** START INFORMATION SUPPLIED **
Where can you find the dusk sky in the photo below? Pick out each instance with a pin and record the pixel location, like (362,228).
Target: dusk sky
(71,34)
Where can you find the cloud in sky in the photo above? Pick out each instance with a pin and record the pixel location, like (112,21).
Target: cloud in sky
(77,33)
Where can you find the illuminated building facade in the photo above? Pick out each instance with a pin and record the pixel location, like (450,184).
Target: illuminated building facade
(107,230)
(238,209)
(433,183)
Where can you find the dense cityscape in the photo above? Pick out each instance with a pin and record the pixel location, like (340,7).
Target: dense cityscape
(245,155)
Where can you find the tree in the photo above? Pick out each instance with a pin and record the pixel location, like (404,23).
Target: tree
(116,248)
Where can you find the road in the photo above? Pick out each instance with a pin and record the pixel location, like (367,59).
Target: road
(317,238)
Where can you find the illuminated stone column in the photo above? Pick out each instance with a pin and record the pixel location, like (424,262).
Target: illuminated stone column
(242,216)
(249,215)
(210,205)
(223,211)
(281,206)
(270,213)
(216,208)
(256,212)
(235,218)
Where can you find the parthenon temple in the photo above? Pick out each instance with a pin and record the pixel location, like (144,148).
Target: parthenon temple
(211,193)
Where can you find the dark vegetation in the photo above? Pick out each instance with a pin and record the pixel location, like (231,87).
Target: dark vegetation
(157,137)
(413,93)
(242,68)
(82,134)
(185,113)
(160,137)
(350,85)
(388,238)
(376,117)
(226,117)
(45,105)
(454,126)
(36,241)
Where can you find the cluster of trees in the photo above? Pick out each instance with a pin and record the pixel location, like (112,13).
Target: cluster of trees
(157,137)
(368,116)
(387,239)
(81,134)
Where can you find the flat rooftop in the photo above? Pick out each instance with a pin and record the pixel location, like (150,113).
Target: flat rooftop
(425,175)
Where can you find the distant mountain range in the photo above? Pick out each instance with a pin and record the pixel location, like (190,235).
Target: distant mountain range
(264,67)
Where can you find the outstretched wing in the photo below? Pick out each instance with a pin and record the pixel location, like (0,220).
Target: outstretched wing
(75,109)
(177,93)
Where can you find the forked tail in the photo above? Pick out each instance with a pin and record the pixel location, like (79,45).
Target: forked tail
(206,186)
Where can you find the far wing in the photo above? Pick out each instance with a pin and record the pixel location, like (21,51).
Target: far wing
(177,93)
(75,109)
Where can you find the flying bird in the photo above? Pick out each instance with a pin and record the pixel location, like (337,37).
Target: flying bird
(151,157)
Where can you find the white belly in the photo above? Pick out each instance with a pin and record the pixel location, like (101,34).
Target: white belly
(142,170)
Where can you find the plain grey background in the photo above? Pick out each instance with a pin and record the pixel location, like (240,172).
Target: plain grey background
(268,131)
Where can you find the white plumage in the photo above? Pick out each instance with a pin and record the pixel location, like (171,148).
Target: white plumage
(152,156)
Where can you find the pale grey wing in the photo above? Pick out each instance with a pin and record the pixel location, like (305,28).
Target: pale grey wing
** END INFORMATION SUPPLIED **
## PROBLEM DESCRIPTION
Copy the records above exactly as they appear.

## IN RESPONSE
Where can you find the dusk sky in the photo below? Pick out each instance with a pin and record the pixel location, like (362,228).
Target: dusk sky
(71,34)
Where can you find the cloud in sky in the photo above? Pick out each instance with a pin and record the pixel location, like (112,21).
Target: cloud in sky
(77,33)
Where can you find the illuminated building facade in the photo above? Pick out each instance with a pin and record the pixel location, like (450,184).
Target: illuminated building facade
(107,230)
(238,209)
(433,183)
Where can you find the dense cityscape in the photo above? Pick out each instance with a pin and record the pixel location, like (340,7).
Target: dense cityscape
(245,155)
Where can you find the tree in the photo above? Pick out each instance with a pin and record the pixel location, like (404,23).
Target: tree
(116,248)
Where can you find the road in the photo above? Pick out each instance with a pin and record the pixel location, like (367,59).
Target: road
(317,238)
Where can you find the illuminated stone column in the photo above? Pick out each instance with a pin and record the pixel location, like (424,262).
Target: illuminated stone column
(242,216)
(249,215)
(210,205)
(223,211)
(281,206)
(270,213)
(216,208)
(256,212)
(235,218)
Where can you find the parthenon temple in the photo above? Pick out each instance with a pin and record the pixel location, like (144,148).
Target: parthenon temple
(211,193)
Where can you find the dark vegetation in the photo above? Pick out each instance with a pin and record the pixel location, like (231,87).
Target: dark vegetation
(157,137)
(413,93)
(242,68)
(82,134)
(185,113)
(160,137)
(350,85)
(388,238)
(376,117)
(226,117)
(45,105)
(454,126)
(36,241)
Where can you find the cluster of trees in the photo above? Pick out each instance with a pin and record the pixel location, like (112,13).
Target: cluster of trees
(157,137)
(368,116)
(387,239)
(81,134)
Where can you find the flat rooftop in the photo above? Pick out each instance with a pin and record the pixel location, like (150,113).
Target: flat rooftop
(425,175)
Where can you find the distant mountain range in the photo above? Pick out each instance with a pin and record the pixel location, like (190,235).
Target: distant mountain range
(264,67)
Where can you find the outstretched wing in the photo below? Pick out each instance with a pin and record the pixel location, like (0,220).
Target: outstretched wing
(75,109)
(177,93)
Where can you find the forked tail in the photo above? Pick out each instance with a pin and record the pixel location, like (79,45).
Target: forked tail
(206,186)
Where can you find the far wing in the photo above? Pick out each instance with a pin and record the pixel location, like (21,51).
Target: far wing
(177,93)
(75,109)
Where can you find the flying bird in the photo above? Pick out each instance with a pin and record the pixel location, like (337,37).
Target: flying bird
(151,157)
Where can you find the white belly in the photo above? Pick out each instance with a pin and record the pixel location, like (101,34).
Target: white belly
(142,170)
Where can you find the plain grey background in the photo above? Pick out each instance with a pin and record the pixel location, like (240,172).
Target: plain grey background
(268,131)
Where can you find the white plumage in the photo above? Pick out each instance with a pin and record the pixel location, like (171,148).
Target: white plumage
(152,156)
Where can you find the pale grey wing in the photo above? Pick out each instance with a pin and record the pixel location, like (305,28).
Target: pale grey wing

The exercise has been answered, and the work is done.